Assignment →
The answer is one number: how many lines in the data below hold "mask".

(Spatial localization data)
--------
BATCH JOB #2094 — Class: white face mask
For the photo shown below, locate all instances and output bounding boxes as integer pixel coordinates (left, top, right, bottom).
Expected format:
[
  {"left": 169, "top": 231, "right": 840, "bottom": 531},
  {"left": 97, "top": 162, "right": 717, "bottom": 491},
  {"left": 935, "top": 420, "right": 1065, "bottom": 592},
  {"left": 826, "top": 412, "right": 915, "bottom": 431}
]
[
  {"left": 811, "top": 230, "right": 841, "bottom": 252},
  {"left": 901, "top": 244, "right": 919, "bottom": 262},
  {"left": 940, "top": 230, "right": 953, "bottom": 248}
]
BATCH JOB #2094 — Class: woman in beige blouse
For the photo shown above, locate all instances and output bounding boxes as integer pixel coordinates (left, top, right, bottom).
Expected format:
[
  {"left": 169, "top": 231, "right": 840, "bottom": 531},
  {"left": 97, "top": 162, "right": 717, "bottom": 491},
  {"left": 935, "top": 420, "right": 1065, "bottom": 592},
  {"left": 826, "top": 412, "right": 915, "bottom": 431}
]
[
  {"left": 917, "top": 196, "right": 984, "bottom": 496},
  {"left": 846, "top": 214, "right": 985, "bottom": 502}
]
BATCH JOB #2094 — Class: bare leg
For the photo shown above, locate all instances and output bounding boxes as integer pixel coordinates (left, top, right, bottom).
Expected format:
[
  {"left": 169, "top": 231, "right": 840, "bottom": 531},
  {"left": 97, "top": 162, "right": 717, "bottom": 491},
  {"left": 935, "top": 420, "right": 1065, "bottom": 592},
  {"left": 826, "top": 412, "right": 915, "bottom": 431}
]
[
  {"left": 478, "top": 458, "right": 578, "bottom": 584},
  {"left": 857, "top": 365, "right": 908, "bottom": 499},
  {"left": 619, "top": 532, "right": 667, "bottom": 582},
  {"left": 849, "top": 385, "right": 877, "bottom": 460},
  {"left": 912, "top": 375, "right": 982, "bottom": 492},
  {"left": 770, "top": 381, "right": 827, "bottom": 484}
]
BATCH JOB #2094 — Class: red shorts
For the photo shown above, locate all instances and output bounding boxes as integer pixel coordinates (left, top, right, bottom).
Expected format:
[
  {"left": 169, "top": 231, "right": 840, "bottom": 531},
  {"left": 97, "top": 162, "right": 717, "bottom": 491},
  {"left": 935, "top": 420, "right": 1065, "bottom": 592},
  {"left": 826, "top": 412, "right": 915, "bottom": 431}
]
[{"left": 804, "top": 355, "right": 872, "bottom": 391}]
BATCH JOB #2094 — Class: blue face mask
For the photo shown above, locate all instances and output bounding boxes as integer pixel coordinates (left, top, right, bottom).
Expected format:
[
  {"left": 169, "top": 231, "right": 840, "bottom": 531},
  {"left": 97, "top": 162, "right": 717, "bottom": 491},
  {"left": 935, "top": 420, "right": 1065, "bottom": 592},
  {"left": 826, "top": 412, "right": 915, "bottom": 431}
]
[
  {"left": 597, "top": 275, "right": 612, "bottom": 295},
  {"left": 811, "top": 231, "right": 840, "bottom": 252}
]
--------
Your solution →
2